— start of Provided material —

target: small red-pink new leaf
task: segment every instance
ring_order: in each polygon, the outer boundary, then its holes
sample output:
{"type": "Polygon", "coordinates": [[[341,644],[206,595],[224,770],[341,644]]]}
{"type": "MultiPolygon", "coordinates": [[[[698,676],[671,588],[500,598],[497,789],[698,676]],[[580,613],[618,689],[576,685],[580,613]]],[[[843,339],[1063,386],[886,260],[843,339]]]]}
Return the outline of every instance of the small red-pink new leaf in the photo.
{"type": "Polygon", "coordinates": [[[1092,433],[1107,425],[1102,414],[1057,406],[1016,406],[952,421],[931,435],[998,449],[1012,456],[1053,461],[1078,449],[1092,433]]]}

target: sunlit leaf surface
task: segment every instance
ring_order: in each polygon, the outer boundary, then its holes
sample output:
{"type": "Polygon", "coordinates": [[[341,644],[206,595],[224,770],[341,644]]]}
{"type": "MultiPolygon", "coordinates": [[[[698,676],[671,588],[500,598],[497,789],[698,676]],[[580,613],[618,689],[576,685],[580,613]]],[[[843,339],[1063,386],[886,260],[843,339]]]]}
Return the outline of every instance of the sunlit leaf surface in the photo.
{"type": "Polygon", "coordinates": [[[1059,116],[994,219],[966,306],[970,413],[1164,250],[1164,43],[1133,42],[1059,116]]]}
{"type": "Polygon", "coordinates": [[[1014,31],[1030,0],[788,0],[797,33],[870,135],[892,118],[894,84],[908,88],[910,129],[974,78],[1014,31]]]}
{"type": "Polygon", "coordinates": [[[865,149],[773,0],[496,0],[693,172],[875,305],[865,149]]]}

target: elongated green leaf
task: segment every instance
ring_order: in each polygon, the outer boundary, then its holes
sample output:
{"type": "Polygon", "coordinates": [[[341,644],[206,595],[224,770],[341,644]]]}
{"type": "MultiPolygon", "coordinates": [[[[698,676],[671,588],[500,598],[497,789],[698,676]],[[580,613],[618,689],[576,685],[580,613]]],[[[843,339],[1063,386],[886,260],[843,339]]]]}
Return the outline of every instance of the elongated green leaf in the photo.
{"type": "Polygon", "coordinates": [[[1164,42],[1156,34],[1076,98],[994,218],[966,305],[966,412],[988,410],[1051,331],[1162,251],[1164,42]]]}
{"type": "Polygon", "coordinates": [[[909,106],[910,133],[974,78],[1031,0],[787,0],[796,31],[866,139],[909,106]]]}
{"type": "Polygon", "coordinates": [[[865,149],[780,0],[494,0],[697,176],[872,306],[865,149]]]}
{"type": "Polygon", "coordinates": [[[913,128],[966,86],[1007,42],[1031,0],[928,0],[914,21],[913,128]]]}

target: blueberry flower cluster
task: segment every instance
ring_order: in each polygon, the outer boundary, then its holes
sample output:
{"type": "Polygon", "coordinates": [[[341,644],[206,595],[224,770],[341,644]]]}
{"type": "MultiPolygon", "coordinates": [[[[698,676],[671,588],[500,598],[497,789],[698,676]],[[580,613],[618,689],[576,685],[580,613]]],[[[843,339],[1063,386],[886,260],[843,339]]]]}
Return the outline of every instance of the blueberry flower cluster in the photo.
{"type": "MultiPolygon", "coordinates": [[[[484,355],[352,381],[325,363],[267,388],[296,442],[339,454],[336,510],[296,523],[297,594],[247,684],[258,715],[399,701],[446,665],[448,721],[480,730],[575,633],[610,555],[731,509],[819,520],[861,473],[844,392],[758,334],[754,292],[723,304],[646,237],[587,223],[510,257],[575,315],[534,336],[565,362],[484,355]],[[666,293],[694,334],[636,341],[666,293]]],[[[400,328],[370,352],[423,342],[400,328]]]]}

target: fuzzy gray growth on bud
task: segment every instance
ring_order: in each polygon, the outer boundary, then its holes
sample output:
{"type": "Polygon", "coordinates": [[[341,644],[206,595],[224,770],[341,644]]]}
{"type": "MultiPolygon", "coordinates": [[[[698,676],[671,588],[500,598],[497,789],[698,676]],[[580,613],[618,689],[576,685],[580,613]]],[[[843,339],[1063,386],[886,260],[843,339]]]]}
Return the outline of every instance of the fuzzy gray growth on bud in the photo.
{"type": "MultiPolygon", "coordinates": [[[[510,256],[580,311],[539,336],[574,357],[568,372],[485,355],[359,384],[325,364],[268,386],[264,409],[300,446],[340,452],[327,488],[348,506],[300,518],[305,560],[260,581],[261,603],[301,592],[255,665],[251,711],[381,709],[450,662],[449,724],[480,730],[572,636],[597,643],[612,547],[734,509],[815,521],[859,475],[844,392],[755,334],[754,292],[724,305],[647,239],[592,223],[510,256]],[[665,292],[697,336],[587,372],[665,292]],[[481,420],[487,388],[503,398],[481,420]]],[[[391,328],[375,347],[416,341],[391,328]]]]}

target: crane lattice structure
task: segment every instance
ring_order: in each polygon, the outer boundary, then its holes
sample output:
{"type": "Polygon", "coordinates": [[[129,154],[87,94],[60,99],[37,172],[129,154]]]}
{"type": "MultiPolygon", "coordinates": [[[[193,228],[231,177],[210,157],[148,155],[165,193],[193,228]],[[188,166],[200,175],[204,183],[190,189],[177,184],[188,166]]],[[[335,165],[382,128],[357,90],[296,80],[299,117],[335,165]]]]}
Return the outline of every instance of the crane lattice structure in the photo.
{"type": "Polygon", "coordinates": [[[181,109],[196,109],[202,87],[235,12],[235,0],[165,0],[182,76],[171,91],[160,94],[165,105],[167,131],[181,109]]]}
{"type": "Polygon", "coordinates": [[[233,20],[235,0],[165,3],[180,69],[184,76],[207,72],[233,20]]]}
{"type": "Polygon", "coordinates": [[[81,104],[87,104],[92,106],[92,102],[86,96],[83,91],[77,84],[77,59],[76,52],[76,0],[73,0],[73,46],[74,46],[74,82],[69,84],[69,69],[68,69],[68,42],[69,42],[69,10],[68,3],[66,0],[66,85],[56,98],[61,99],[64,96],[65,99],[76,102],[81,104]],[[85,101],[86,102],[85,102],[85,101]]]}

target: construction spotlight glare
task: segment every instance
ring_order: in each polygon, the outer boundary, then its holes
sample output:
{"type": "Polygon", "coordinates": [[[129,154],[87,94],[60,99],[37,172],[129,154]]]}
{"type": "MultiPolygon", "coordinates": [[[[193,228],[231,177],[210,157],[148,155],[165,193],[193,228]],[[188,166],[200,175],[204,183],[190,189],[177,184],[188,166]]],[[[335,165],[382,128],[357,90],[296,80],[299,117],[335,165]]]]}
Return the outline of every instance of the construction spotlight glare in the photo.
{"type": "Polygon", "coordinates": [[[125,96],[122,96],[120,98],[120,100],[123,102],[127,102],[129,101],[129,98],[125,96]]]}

— end of Provided material —
— start of Provided material —

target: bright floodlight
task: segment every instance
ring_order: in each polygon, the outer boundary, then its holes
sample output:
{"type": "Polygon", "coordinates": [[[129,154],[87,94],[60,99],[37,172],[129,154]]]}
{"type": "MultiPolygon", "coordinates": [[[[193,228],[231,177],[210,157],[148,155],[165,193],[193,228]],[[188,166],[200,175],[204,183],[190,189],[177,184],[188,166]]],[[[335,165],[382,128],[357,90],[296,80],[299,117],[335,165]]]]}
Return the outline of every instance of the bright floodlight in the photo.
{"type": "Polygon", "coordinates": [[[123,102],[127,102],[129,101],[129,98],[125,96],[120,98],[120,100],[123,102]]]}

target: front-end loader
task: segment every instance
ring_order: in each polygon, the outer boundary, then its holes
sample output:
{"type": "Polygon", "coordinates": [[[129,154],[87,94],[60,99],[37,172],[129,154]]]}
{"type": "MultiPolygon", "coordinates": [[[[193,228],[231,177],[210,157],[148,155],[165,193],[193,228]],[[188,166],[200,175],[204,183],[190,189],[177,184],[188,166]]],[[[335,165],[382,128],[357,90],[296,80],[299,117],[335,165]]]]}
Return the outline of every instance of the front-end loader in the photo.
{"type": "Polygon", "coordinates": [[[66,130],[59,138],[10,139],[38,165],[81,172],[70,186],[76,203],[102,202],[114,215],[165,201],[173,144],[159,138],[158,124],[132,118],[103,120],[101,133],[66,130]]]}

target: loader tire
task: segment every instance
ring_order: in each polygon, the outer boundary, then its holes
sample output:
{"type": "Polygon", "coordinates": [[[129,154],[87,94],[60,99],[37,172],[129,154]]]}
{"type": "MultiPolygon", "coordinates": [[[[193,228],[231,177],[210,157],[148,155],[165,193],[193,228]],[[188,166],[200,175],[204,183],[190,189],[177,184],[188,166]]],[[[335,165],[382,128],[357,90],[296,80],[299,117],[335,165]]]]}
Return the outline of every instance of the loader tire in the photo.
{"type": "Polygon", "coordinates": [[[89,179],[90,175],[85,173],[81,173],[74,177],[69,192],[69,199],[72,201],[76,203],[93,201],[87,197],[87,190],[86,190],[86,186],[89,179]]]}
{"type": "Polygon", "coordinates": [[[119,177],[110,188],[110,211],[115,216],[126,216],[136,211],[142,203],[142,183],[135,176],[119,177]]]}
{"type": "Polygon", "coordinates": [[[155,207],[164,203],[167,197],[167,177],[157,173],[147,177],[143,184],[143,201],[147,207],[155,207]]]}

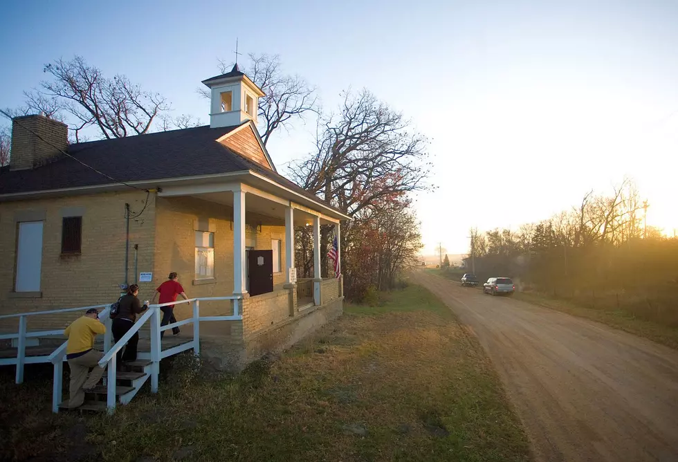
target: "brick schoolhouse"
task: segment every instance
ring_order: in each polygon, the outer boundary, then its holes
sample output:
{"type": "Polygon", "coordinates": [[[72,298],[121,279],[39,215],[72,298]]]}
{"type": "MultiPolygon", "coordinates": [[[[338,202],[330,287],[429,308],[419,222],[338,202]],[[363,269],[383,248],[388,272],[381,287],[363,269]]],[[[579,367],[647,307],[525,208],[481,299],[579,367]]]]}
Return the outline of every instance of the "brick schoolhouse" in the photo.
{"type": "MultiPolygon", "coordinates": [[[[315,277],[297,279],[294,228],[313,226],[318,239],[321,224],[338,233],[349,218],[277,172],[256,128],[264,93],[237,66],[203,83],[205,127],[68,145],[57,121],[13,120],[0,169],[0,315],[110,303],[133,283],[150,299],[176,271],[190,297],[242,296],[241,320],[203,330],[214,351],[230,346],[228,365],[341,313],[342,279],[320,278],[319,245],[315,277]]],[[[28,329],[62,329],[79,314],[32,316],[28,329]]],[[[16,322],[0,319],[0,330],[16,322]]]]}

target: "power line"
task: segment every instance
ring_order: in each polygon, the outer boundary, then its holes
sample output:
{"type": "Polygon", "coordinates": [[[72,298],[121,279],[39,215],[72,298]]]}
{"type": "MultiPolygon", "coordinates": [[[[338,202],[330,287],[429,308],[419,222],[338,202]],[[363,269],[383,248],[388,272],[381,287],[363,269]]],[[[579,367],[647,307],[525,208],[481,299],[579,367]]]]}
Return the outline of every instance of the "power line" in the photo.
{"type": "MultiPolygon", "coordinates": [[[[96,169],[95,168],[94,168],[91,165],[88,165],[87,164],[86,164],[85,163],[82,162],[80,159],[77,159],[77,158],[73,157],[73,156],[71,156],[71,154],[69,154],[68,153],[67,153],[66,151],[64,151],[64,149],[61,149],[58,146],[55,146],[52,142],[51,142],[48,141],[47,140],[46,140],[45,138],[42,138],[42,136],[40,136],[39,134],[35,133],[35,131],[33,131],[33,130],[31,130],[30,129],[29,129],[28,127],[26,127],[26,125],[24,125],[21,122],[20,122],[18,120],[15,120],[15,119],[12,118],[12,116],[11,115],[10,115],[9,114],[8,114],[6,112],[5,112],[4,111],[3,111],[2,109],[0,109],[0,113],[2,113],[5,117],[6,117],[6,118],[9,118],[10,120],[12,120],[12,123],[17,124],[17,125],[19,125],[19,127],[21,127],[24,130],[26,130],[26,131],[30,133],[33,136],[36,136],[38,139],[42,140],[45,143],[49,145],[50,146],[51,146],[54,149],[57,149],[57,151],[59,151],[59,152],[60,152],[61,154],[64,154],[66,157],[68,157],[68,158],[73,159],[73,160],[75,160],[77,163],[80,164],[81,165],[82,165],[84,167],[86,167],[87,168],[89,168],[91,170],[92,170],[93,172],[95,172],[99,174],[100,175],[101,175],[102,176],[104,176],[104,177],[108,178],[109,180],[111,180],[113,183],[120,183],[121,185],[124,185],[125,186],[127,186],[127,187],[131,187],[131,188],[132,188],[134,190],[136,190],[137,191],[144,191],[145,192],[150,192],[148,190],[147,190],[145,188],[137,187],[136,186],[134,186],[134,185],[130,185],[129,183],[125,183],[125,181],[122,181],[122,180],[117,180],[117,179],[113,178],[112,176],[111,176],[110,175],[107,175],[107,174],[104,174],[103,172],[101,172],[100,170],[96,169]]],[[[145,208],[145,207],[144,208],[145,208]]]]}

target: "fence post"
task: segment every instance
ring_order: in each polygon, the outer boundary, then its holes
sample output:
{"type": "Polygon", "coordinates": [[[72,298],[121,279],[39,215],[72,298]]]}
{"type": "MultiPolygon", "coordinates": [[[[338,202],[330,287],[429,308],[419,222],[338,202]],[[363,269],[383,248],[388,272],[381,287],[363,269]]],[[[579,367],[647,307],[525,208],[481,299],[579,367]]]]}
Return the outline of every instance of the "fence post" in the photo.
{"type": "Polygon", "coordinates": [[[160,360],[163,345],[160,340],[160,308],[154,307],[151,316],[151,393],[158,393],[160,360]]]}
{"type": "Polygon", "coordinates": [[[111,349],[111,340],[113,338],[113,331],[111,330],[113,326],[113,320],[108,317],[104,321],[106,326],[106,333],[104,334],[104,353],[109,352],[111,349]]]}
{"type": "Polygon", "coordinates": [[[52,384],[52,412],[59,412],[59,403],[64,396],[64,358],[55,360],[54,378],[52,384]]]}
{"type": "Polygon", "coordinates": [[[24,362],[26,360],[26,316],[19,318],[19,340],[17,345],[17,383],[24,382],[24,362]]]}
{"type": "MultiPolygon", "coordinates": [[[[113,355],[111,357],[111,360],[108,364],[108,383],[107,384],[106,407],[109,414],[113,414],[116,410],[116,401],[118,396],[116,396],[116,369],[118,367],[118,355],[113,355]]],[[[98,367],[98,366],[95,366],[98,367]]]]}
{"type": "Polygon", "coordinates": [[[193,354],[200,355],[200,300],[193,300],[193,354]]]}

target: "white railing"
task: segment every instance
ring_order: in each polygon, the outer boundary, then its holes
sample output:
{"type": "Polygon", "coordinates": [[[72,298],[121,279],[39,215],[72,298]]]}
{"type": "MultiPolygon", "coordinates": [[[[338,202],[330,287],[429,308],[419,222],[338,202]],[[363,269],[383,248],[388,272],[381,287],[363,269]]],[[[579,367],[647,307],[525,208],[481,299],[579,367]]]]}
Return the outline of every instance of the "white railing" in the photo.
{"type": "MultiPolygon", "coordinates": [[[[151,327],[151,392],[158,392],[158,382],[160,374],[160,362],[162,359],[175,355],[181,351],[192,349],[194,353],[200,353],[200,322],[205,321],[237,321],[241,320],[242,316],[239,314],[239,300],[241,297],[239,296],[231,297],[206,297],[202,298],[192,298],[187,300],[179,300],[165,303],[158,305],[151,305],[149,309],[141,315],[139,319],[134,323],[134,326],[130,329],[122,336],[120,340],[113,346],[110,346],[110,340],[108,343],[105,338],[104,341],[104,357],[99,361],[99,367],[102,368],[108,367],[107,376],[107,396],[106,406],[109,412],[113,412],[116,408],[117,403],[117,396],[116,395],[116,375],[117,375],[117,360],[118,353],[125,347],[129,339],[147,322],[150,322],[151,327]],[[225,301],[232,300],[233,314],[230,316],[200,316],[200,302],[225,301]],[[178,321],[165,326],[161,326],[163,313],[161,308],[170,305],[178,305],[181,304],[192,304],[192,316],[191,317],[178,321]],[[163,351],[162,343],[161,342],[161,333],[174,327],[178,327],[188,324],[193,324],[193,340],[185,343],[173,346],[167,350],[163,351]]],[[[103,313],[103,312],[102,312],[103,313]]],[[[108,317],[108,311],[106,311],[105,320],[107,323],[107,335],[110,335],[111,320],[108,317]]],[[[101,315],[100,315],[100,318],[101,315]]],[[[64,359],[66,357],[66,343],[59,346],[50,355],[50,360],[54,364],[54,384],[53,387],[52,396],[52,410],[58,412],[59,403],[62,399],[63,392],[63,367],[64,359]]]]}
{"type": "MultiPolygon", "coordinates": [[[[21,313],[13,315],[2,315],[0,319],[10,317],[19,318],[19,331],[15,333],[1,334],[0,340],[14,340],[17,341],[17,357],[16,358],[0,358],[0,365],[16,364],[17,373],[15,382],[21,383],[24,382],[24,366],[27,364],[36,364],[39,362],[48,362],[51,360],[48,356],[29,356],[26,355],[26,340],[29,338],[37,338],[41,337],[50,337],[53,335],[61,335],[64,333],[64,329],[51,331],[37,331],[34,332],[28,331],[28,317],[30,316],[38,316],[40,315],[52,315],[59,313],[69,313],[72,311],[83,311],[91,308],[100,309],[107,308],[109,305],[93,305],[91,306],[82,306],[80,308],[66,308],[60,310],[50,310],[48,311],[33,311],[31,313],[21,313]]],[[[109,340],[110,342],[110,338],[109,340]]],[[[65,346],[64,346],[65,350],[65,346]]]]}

— end of Provided material —
— start of Provided material —

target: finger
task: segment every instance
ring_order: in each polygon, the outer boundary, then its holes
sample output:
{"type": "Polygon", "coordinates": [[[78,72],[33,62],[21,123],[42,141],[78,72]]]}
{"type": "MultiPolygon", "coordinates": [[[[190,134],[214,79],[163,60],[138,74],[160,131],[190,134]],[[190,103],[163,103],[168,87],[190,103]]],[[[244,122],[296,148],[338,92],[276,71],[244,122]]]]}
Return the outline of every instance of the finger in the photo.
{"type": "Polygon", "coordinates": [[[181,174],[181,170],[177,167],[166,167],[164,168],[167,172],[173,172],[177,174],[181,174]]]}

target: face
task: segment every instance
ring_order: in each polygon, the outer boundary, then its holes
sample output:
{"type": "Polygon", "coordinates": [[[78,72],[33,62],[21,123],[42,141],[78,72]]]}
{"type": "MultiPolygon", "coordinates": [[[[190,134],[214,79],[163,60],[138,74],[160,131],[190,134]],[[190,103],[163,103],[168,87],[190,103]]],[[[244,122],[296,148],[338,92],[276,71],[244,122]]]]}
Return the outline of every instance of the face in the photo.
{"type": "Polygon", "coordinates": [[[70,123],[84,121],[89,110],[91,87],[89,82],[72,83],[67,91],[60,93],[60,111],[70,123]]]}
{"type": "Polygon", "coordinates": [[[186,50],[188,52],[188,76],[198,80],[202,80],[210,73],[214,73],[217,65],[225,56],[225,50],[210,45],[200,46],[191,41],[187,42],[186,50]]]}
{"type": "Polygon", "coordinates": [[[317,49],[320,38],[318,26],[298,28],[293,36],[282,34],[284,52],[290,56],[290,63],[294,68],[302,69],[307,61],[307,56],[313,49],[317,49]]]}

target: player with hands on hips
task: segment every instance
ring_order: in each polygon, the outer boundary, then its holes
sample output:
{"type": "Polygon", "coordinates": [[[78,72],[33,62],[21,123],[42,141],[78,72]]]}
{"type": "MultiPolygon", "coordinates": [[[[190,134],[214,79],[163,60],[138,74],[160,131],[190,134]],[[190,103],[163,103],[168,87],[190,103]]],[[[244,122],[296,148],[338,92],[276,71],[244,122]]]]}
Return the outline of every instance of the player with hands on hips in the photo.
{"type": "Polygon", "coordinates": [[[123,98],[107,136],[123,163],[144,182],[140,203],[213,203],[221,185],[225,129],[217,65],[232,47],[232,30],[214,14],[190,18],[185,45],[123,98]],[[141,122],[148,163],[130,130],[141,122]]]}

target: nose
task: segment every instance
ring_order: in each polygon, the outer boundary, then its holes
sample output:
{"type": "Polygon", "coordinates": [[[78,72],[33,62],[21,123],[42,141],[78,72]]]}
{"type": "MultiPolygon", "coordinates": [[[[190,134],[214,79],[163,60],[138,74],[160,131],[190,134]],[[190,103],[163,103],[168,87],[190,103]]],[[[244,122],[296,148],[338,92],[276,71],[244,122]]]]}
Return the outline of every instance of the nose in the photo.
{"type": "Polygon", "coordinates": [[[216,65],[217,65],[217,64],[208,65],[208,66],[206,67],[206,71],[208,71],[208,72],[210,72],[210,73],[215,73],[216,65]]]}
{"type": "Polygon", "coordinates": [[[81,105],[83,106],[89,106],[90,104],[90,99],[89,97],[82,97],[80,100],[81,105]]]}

— end of Provided material —

Written exercise -
Rewrite the lines between the one holding "target: blueberry flower cluster" and the one holding "Return the outline of every instance of the blueberry", inclusive, changing "flower" to "blossom" and leaving everything else as it stands. Give only those lines.

Exercise answer -
target: blueberry blossom cluster
task: segment every instance
ring_order: in each polygon, the outer boundary, then its holes
sample output:
{"type": "Polygon", "coordinates": [[[341,644],[206,595],[224,770],[341,644]]]}
{"type": "MultiPolygon", "coordinates": [[[[698,676],[671,588],[500,598],[497,789],[698,676]],[[580,613],[618,689],[576,685],[580,613]]],[[[843,339],[1063,386],[886,260],[843,339]]]]}
Return the outline of every instance of the blueberry blossom cluster in the photo.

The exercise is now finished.